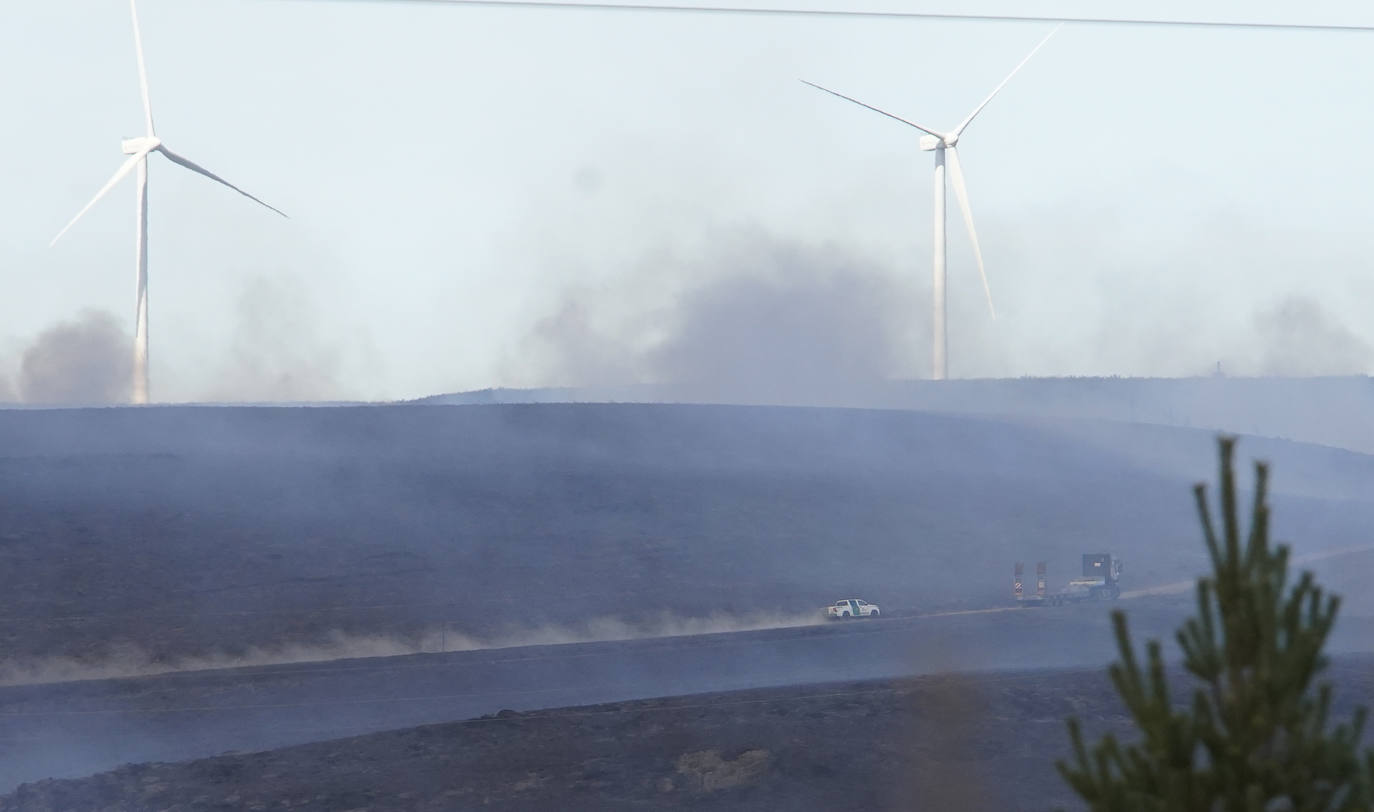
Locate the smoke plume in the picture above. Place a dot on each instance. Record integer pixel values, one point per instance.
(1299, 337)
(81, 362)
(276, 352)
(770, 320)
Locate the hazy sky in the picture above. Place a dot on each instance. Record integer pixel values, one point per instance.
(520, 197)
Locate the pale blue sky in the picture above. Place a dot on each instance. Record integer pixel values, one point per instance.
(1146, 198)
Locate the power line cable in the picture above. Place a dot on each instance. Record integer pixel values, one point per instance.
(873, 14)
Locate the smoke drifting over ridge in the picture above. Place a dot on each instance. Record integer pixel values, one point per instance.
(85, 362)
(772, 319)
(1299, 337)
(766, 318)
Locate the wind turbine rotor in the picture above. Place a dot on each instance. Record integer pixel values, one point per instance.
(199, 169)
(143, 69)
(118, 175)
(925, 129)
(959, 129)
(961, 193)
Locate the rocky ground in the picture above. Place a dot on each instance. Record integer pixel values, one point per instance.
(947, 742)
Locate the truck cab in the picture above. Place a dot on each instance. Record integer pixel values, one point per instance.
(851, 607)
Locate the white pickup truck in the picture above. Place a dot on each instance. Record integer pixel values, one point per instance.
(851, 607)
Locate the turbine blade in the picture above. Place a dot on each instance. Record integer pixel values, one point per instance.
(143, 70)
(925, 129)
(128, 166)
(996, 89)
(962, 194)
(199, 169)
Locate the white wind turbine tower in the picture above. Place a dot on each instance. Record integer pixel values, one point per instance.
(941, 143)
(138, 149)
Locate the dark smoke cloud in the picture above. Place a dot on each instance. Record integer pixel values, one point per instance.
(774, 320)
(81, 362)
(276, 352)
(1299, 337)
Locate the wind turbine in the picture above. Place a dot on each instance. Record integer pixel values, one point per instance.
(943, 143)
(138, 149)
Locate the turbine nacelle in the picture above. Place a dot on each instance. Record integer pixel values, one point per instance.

====

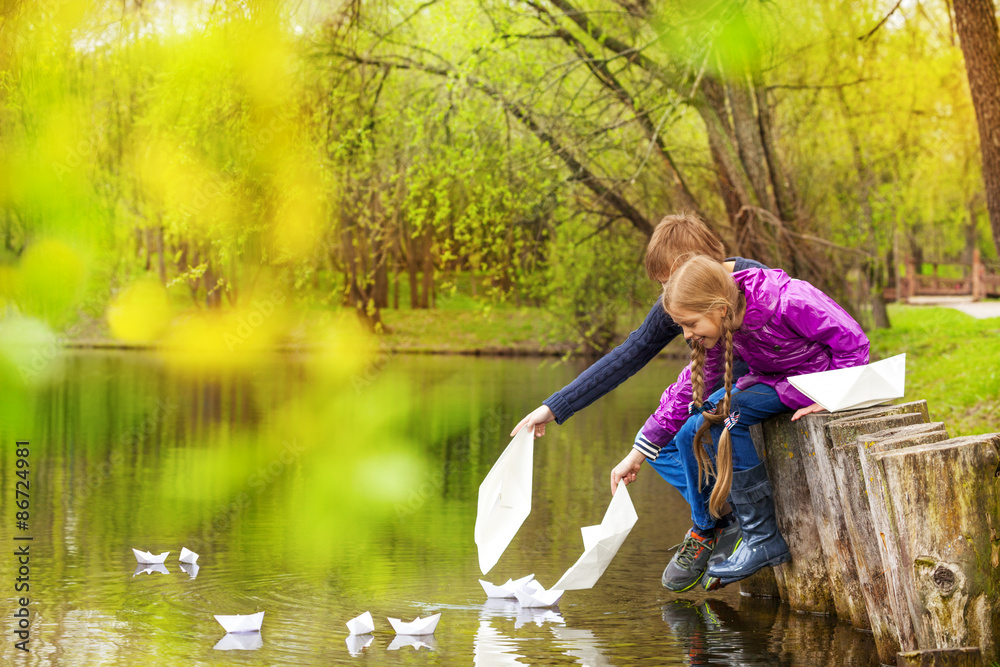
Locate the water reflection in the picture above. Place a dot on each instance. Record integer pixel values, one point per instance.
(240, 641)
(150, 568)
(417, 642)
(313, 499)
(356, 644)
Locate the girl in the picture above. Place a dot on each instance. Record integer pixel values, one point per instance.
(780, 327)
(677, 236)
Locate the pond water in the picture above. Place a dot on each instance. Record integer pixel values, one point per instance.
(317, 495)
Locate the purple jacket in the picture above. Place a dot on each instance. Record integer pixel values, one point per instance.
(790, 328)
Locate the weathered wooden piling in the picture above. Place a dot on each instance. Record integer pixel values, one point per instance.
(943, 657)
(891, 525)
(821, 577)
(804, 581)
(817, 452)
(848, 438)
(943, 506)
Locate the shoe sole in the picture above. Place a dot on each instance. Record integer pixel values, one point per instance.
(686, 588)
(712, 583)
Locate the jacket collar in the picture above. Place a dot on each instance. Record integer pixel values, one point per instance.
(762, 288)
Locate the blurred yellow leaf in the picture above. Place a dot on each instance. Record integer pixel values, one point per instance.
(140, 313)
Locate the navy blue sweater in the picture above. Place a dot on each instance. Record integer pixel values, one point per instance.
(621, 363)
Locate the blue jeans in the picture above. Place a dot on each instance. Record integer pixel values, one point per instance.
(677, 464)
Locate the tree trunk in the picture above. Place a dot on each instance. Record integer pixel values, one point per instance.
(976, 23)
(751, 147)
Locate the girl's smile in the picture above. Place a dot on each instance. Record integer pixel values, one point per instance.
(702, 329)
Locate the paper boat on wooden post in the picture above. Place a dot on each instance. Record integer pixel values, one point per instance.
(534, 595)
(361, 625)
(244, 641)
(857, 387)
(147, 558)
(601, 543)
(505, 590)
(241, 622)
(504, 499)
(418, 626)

====

• **What is required**
Arrange the rows between the lines holding "Locate the smoke plume" and "(1146, 198)", inclusive, as a two-column CSV with the headers text and answer. Give one line per row, with its text and its answer each in a single quoted field and any line breaks replaced by spaces.

• **Output**
text,answer
"Locate the smoke plume in the picture above. Place a dot on each instance. Record integer pixel values, one point per instance.","(1299, 337) (81, 362) (276, 352) (770, 320)"
"Locate the hazy sky in the picture above. Place a dot on each instance. Record integer pixel values, one point per instance.","(520, 197)"
"Locate the pale blue sky in the picture above. Place a dot on each instance. Record integer pixel values, one point per instance.","(1146, 198)"